*Task objective*: The lines to extract start at the one containing "photograph with a single pin per instance." and end with the last line; give them exactly and nothing more.

*Rows*:
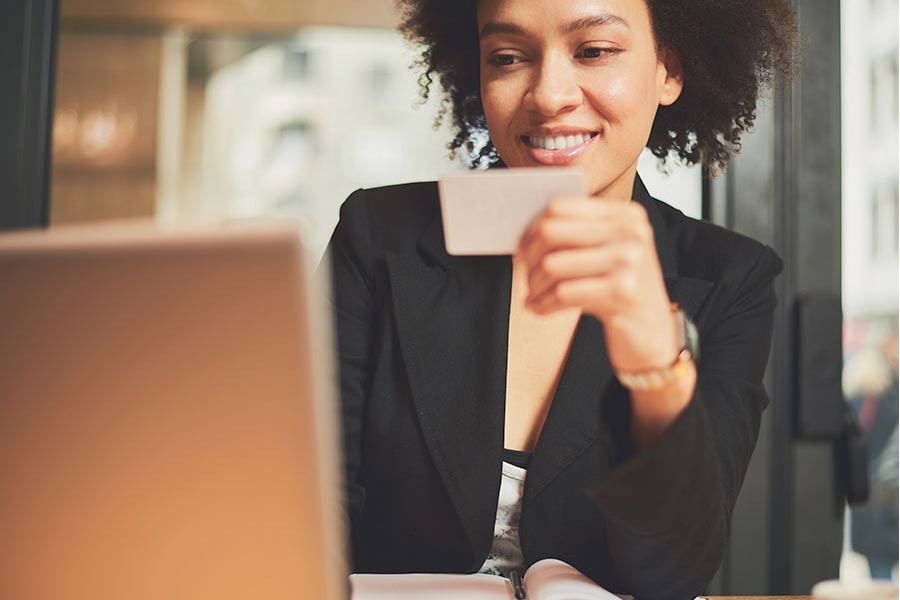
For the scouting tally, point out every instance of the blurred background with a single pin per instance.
(214, 109)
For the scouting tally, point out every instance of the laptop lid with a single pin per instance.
(166, 422)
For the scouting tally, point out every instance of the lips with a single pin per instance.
(558, 149)
(559, 141)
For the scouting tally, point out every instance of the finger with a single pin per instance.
(576, 206)
(576, 263)
(587, 293)
(550, 233)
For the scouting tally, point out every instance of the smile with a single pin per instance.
(559, 142)
(558, 149)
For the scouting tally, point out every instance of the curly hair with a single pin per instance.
(730, 50)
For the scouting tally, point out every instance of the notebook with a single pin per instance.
(547, 579)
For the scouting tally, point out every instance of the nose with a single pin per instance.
(554, 89)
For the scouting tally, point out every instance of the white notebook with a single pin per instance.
(548, 579)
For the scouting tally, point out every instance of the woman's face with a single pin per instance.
(573, 82)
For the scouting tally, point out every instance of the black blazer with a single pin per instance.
(422, 341)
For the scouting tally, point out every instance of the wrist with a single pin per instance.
(673, 370)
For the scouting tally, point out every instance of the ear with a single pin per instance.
(671, 76)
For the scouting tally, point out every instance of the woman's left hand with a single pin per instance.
(600, 256)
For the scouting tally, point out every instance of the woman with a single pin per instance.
(499, 411)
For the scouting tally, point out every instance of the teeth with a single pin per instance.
(560, 142)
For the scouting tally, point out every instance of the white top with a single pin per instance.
(506, 552)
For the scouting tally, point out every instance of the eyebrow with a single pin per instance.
(503, 27)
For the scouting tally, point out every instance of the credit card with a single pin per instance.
(486, 212)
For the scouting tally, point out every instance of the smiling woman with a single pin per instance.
(500, 411)
(551, 72)
(728, 51)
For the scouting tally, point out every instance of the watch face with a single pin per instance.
(691, 338)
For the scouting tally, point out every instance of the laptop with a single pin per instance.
(167, 428)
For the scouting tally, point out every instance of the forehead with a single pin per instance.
(560, 14)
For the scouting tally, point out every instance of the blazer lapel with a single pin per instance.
(452, 318)
(574, 421)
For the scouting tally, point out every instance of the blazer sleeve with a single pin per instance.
(668, 507)
(348, 261)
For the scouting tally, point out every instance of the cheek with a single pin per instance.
(625, 99)
(499, 106)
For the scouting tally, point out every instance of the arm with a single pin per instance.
(668, 507)
(348, 262)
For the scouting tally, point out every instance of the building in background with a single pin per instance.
(870, 105)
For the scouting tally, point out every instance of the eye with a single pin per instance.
(503, 60)
(596, 52)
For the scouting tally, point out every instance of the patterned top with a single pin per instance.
(506, 552)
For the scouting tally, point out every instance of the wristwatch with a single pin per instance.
(655, 379)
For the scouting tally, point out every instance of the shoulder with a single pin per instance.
(707, 251)
(394, 216)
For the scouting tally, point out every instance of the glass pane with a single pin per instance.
(870, 267)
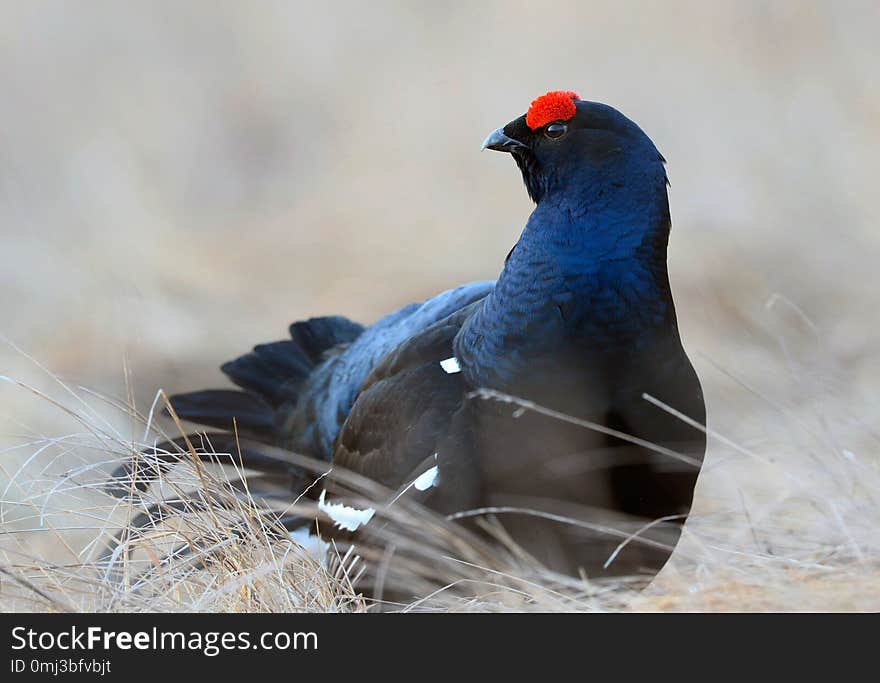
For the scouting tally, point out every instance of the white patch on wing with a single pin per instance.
(345, 517)
(450, 365)
(427, 479)
(314, 546)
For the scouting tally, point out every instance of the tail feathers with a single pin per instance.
(277, 371)
(252, 415)
(316, 336)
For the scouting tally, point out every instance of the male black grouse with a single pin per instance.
(580, 322)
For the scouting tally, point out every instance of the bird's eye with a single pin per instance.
(555, 130)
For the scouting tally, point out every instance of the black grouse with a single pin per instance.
(580, 324)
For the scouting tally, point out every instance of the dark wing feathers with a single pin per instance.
(318, 335)
(272, 376)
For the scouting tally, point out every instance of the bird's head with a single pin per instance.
(564, 144)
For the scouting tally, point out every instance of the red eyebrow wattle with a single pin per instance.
(556, 105)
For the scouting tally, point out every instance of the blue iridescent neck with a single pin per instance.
(589, 272)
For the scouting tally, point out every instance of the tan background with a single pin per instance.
(179, 181)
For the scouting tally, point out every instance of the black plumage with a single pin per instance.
(581, 323)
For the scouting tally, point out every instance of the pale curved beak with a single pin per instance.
(501, 142)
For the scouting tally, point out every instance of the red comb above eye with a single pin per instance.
(556, 105)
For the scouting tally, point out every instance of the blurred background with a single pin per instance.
(179, 181)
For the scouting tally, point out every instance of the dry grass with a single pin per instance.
(778, 525)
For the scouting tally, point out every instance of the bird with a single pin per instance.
(558, 396)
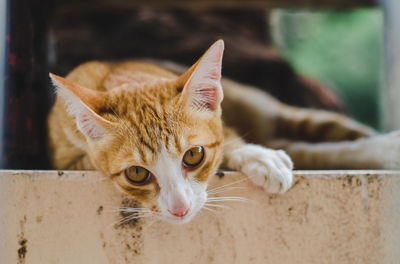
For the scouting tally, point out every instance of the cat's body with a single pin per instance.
(142, 116)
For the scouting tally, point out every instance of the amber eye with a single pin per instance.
(193, 157)
(137, 175)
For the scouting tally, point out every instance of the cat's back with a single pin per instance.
(105, 76)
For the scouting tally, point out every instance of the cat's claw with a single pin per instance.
(267, 168)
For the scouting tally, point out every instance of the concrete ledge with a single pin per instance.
(327, 217)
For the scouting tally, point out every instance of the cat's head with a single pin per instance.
(160, 143)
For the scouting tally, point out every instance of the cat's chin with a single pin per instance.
(179, 220)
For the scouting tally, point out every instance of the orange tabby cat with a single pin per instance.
(159, 136)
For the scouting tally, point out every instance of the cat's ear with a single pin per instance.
(82, 103)
(202, 88)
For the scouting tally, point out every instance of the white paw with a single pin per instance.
(271, 169)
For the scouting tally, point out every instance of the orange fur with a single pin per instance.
(113, 116)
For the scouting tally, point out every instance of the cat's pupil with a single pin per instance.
(193, 157)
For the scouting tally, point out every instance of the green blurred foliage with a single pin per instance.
(342, 49)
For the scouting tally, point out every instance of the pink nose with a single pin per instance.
(180, 211)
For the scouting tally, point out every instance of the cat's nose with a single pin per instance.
(180, 210)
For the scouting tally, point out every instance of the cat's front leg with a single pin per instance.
(270, 169)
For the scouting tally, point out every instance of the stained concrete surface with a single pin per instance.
(326, 217)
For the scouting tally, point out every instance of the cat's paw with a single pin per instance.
(271, 169)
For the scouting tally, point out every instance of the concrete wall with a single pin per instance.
(327, 217)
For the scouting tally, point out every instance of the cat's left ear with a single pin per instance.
(202, 82)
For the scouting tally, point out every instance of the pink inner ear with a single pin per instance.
(88, 125)
(204, 86)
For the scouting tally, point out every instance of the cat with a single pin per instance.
(160, 136)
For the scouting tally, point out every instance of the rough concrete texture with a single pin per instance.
(327, 217)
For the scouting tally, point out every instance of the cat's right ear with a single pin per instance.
(82, 103)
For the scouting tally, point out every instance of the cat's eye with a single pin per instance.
(137, 175)
(193, 157)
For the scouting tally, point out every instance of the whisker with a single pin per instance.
(132, 217)
(228, 184)
(209, 209)
(228, 198)
(218, 205)
(225, 190)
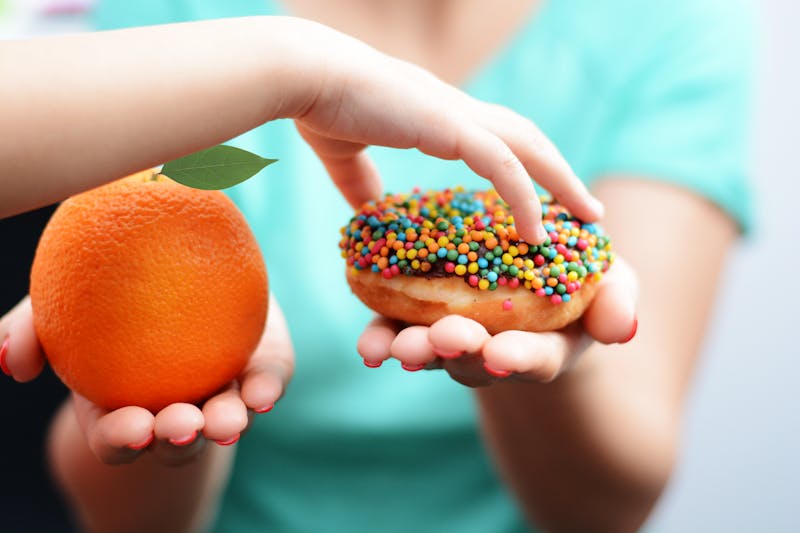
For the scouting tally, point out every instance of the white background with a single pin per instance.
(740, 468)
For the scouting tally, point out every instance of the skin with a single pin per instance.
(567, 389)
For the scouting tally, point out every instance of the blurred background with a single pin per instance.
(739, 471)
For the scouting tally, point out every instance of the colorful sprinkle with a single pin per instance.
(472, 235)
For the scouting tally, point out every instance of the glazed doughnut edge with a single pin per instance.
(423, 300)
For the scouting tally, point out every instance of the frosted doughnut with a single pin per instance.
(421, 256)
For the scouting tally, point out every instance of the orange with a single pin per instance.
(146, 292)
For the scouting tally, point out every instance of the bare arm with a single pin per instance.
(83, 110)
(594, 449)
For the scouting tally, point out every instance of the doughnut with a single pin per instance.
(421, 256)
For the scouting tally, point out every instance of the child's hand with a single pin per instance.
(474, 358)
(178, 432)
(370, 98)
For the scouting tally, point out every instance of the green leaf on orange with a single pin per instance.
(215, 168)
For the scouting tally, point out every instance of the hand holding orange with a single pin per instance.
(146, 292)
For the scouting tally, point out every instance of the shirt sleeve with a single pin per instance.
(681, 109)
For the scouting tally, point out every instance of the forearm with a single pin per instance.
(144, 496)
(81, 110)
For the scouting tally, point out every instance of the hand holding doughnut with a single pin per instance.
(474, 358)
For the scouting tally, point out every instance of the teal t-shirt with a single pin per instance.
(657, 89)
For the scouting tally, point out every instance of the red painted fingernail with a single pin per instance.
(3, 352)
(183, 441)
(447, 355)
(230, 441)
(633, 331)
(142, 445)
(496, 373)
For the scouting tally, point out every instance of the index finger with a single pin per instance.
(21, 356)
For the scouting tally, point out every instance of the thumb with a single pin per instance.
(611, 317)
(21, 355)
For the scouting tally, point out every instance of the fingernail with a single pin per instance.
(183, 441)
(3, 352)
(413, 368)
(541, 234)
(230, 441)
(447, 355)
(142, 445)
(496, 373)
(633, 331)
(597, 207)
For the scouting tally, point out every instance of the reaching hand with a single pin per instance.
(369, 98)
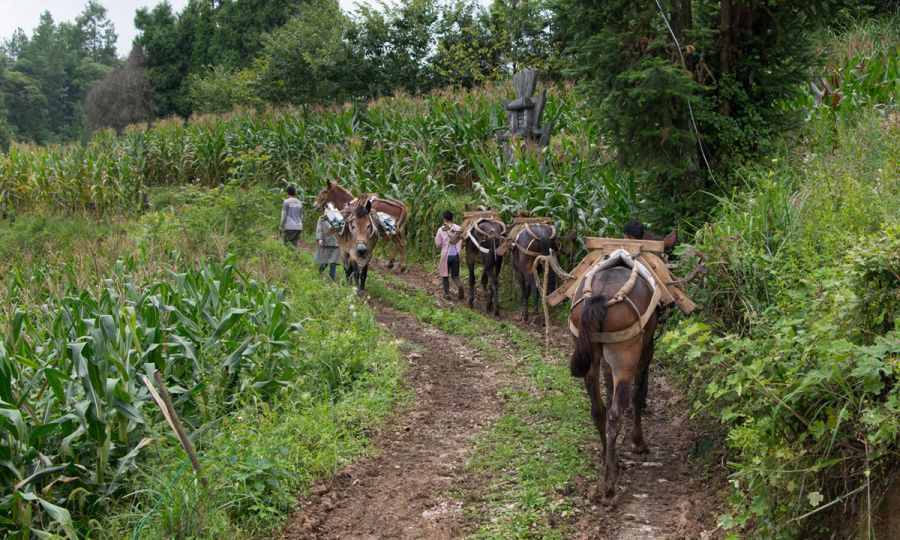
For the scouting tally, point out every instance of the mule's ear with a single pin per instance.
(670, 240)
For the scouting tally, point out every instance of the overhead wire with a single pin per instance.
(690, 108)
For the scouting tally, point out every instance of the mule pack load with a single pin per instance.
(616, 291)
(334, 217)
(647, 252)
(522, 227)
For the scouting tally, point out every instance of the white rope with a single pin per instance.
(690, 109)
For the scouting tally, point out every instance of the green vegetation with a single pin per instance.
(418, 150)
(276, 375)
(797, 354)
(525, 465)
(45, 77)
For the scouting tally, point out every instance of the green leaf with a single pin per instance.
(13, 418)
(815, 498)
(57, 513)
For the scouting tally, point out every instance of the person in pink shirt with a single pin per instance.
(450, 253)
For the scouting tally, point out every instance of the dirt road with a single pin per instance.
(406, 490)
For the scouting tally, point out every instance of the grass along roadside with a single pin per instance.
(519, 478)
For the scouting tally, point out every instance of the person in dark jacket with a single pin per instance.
(327, 252)
(291, 218)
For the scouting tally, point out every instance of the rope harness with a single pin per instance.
(621, 296)
(526, 249)
(488, 235)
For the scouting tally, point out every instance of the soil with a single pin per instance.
(404, 491)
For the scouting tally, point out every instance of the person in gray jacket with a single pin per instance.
(326, 247)
(291, 218)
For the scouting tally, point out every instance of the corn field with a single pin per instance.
(416, 149)
(70, 393)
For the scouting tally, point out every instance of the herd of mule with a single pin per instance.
(617, 296)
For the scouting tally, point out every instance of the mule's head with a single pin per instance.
(361, 232)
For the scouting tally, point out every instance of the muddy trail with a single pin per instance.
(405, 491)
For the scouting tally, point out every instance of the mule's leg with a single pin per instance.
(395, 240)
(400, 242)
(471, 264)
(497, 270)
(348, 268)
(640, 399)
(523, 292)
(533, 291)
(598, 409)
(362, 277)
(618, 401)
(487, 290)
(623, 359)
(495, 289)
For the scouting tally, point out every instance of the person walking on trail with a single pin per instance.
(447, 238)
(291, 218)
(326, 247)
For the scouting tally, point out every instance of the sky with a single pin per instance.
(25, 14)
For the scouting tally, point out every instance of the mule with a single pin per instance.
(357, 240)
(613, 319)
(482, 242)
(340, 197)
(532, 241)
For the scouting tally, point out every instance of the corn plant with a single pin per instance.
(73, 412)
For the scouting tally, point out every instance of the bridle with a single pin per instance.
(487, 235)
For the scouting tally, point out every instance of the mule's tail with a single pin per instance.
(592, 317)
(492, 258)
(547, 248)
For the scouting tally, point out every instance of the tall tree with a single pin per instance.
(307, 60)
(95, 34)
(740, 57)
(50, 73)
(123, 97)
(167, 58)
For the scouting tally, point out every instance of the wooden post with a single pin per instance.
(165, 404)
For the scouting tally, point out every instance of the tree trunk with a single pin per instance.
(726, 54)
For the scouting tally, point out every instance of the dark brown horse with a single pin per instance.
(357, 240)
(340, 197)
(482, 242)
(613, 318)
(530, 242)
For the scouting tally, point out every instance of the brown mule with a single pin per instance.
(357, 240)
(340, 197)
(482, 243)
(530, 242)
(613, 319)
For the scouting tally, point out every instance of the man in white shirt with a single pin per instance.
(291, 218)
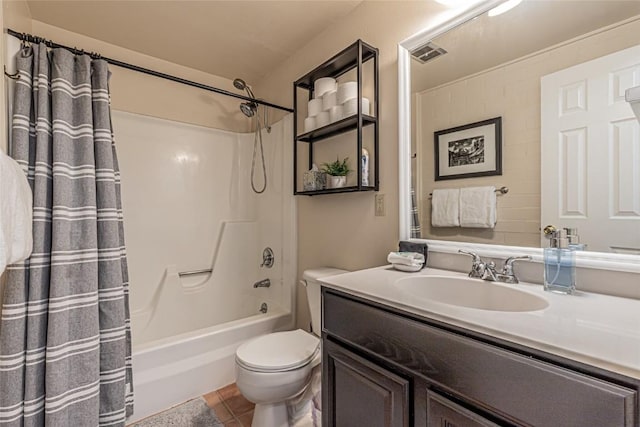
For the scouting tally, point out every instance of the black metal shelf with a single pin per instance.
(336, 128)
(351, 189)
(339, 64)
(348, 59)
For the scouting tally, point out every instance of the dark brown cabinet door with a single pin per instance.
(441, 412)
(357, 392)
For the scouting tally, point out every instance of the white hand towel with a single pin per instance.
(478, 207)
(406, 258)
(16, 207)
(445, 207)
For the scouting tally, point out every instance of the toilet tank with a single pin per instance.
(310, 280)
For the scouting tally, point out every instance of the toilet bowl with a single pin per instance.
(272, 368)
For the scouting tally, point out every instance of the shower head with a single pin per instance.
(248, 108)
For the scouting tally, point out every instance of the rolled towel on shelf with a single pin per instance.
(478, 207)
(445, 207)
(406, 261)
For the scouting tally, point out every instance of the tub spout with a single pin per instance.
(262, 284)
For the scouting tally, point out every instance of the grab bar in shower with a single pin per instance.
(194, 272)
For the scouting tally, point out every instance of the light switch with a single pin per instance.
(380, 211)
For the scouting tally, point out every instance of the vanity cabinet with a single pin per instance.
(399, 369)
(351, 59)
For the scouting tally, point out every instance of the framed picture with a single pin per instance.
(469, 151)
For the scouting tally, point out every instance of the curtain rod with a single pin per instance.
(34, 39)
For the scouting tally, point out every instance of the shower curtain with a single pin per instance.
(65, 347)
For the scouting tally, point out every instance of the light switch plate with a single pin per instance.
(380, 207)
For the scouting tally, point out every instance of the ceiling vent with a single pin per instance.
(427, 52)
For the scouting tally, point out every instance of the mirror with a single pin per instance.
(493, 67)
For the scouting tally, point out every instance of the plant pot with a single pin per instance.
(336, 181)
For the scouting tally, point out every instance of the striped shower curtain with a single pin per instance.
(65, 346)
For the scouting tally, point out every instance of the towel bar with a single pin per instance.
(501, 190)
(194, 272)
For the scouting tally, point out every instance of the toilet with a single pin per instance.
(275, 367)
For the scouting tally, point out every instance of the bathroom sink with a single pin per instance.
(471, 293)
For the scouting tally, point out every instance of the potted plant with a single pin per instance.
(337, 172)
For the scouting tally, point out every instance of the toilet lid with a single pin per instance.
(278, 351)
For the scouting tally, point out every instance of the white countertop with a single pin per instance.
(599, 330)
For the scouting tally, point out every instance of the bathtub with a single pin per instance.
(187, 327)
(173, 370)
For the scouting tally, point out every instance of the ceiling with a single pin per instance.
(231, 39)
(487, 41)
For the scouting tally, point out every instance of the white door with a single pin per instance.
(591, 152)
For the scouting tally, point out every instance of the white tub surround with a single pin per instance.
(196, 233)
(599, 330)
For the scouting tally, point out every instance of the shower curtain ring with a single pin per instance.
(14, 76)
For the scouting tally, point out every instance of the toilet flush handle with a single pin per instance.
(267, 258)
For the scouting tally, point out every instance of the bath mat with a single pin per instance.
(194, 413)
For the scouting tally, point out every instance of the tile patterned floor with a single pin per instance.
(230, 406)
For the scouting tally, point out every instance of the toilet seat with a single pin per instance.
(279, 351)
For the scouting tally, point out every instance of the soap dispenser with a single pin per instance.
(559, 264)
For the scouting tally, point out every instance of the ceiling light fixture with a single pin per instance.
(457, 3)
(504, 7)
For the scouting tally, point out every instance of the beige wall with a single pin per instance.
(140, 93)
(513, 92)
(341, 230)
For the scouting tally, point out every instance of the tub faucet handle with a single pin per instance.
(478, 266)
(507, 275)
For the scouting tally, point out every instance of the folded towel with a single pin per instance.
(16, 201)
(444, 208)
(478, 207)
(406, 258)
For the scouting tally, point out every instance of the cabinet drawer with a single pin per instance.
(517, 388)
(441, 412)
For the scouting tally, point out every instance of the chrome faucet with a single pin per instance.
(487, 270)
(507, 275)
(479, 268)
(262, 284)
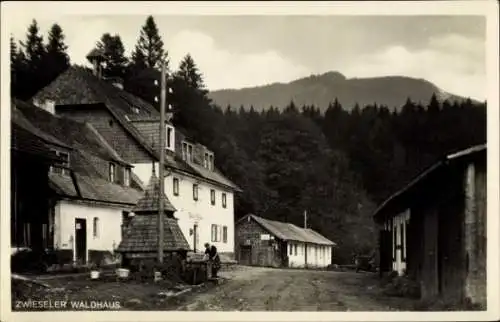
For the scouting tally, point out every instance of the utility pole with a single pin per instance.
(161, 166)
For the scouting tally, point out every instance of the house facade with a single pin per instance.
(434, 229)
(90, 187)
(264, 242)
(202, 195)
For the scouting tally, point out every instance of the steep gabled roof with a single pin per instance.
(93, 189)
(287, 231)
(63, 131)
(150, 201)
(141, 235)
(85, 182)
(77, 86)
(26, 142)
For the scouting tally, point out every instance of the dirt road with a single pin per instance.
(267, 289)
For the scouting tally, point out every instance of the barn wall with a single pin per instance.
(475, 233)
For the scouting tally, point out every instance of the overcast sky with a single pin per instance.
(242, 51)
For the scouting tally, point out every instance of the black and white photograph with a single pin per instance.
(333, 159)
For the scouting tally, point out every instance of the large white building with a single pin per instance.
(90, 190)
(202, 195)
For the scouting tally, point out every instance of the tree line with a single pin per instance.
(336, 165)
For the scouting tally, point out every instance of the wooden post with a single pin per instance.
(161, 166)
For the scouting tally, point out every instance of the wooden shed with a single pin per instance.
(264, 242)
(434, 229)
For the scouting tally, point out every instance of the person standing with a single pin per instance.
(213, 256)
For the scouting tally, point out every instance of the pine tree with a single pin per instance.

*The answer*:
For the scouting tally, point out every instance of the black and white photograph with a single pin per instance.
(333, 159)
For the scouting tally, point out every instance of the large white building with a single pin per instance.
(90, 190)
(202, 195)
For the scouting tally, point out every instance of the tree line with a single pin per instance.
(336, 165)
For the scouting tally, point out every instance of the wooden post with a single pin per instance.
(161, 166)
For the scouting tally, point out every instance of the wooden shed with a single pin per instance.
(264, 242)
(434, 229)
For the scouting tally, point out every instance of the person standing with a single pin per instance.
(213, 256)
For the scouting tally, point out every instance of the pine tree with a single pin per instance.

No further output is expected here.